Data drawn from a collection
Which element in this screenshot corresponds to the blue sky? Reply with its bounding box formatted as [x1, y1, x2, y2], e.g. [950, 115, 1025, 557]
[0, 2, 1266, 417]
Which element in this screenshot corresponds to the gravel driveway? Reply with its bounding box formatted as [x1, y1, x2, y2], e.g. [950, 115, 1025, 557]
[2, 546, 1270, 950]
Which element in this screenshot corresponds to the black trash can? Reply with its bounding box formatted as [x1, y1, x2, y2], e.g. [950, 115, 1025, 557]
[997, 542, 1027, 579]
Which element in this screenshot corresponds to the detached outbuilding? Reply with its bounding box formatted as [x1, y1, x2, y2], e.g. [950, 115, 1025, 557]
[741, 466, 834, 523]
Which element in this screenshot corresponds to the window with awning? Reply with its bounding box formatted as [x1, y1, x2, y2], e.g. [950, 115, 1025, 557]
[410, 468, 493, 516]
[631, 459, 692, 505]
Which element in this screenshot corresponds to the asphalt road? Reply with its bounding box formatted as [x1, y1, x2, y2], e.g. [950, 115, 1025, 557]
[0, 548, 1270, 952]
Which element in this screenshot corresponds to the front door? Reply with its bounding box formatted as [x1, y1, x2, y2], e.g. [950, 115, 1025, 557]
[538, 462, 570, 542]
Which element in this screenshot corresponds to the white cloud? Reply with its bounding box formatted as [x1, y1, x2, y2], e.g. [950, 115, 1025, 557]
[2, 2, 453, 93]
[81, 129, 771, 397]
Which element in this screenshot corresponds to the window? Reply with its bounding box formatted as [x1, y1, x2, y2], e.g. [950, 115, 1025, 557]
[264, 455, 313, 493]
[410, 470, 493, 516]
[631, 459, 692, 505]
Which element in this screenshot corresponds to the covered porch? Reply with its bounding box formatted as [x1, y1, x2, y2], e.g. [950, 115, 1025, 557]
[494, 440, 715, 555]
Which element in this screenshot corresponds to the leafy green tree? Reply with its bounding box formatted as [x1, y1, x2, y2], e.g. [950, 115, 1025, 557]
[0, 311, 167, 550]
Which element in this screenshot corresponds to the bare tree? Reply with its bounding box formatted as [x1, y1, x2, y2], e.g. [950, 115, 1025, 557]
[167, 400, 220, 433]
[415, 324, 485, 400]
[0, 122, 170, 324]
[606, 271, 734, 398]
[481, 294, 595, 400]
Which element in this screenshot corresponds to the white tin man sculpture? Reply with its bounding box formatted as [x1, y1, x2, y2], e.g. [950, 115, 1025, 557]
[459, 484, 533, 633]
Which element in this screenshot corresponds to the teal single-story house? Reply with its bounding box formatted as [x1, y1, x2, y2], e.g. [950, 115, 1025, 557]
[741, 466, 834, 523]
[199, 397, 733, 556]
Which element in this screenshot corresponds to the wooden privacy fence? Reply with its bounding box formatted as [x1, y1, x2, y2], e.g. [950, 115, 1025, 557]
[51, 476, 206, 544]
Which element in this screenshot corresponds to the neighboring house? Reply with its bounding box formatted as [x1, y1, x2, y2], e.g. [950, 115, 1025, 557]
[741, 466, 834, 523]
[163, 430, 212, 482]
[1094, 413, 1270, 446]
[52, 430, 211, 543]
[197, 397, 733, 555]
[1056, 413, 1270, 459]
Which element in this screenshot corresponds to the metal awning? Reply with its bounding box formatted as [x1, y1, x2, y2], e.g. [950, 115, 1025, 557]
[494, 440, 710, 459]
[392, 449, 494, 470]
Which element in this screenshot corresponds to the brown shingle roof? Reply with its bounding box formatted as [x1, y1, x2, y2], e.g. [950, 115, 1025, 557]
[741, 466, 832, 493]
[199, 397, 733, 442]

Your goal: Convert the material above into a JSON list of strings with one string per line, leaving out any blank lines.

Answer to the task:
[
  "Which element in this screenshot corresponds to the blue sky? Reply with its bounding box formatted as [x1, y1, x2, y2], e.g. [950, 115, 1025, 557]",
  "[0, 2, 1266, 417]",
  "Which element in this screenshot corresponds to the gravel driveway? Reply with its bounding box formatted as [x1, y1, x2, y2], e.g. [950, 115, 1025, 557]",
  "[2, 546, 1270, 950]",
  "Which element in this screenshot corresponds to the black trash can? Reply with its bounding box formatted as [x1, y1, x2, y2], e.g. [950, 115, 1025, 557]",
  "[997, 542, 1027, 579]",
  "Which element in this screenshot corresponds to the detached outbuilding? Reply with its bounding box formatted as [x1, y1, x2, y2], e.g. [950, 115, 1025, 557]",
  "[741, 466, 834, 523]",
  "Which element in this screenshot corresponds to the window with awning? Reply with its bounding box formatted as [x1, y1, x2, y2], e.g. [950, 115, 1025, 557]",
  "[410, 468, 493, 516]",
  "[631, 459, 692, 505]",
  "Which element in this screenshot corresponds to the asphalt road? Reply with its bounding box formatted as [x1, y1, x2, y2], e.g. [950, 115, 1025, 557]",
  "[0, 548, 1270, 952]",
  "Which element in this screenshot corresponds to the front door? Reply with its bounding box formatted as [x1, y1, x2, y2], e.g. [950, 115, 1025, 557]",
  "[538, 462, 570, 542]",
  "Which element in this screenshot corresponds to the white cloud? Reply with its bounding box formatted as [x1, y1, x2, y2], e.g. [950, 115, 1025, 557]",
  "[2, 2, 453, 93]",
  "[81, 129, 771, 397]",
  "Which element in this screenshot corresponds to the window? Reply with its bounding box formatted as [x1, y1, x2, y2], e.g. [950, 115, 1025, 557]",
  "[264, 455, 313, 493]",
  "[410, 470, 493, 516]",
  "[631, 459, 692, 505]",
  "Which element in this screenshot corresponds to the covered porch? Reply with its bounding box formatted as [x1, y1, x2, y2], e.g. [950, 115, 1025, 557]",
  "[494, 440, 715, 555]",
  "Which element in this screenshot corresponds to the leafy green tree? Reply with its bounding box formatted as [x1, y1, x2, y2], e.g. [950, 115, 1025, 557]",
  "[0, 311, 167, 550]",
  "Which element in this screenshot corresponds to the bare tree? Reply with its bounding box formatted as [x1, y1, x2, y2], e.g. [950, 115, 1025, 557]",
  "[167, 400, 220, 433]",
  "[415, 324, 485, 400]",
  "[0, 122, 170, 324]",
  "[606, 271, 734, 398]",
  "[481, 294, 595, 400]",
  "Which element in this screenshot corresponds to the white tin man sculpture? Reply with its bounding box formatted as [x1, y1, x2, y2], e.g. [950, 115, 1025, 557]",
  "[459, 484, 533, 633]",
  "Which element in this screenshot corresponds to the teal single-story house? Reply with its bounding box formatted as [x1, y1, x2, y2], e.g. [950, 115, 1025, 557]",
  "[741, 466, 834, 523]",
  "[199, 397, 733, 556]",
  "Which element in this screenshot corresponds to the wooden privacy fence? Reply with its bounding box formatted as [x1, y1, x2, y2], e.g. [950, 115, 1025, 557]",
  "[51, 476, 206, 544]",
  "Which element in this screenshot corresponds to the neighboring house? Reply with its bounding box formatted as [x1, y1, x2, y2], e.g. [950, 115, 1025, 557]",
  "[741, 466, 834, 523]",
  "[163, 430, 212, 482]",
  "[1094, 413, 1270, 446]",
  "[52, 430, 211, 543]",
  "[197, 397, 733, 555]",
  "[1056, 413, 1270, 459]",
  "Which element in this screenshot corresponds to the metal awning? Reply with its bounding box formatted as [x1, y1, x2, y2], e.g. [950, 115, 1025, 557]",
  "[494, 440, 710, 459]",
  "[392, 449, 494, 470]",
  "Which element in this screenshot corresponds to the brown shingle roof? Reply with its bounding box formatted as [x1, y1, x2, y2], e.g. [950, 115, 1025, 557]",
  "[741, 466, 832, 493]",
  "[199, 397, 733, 442]"
]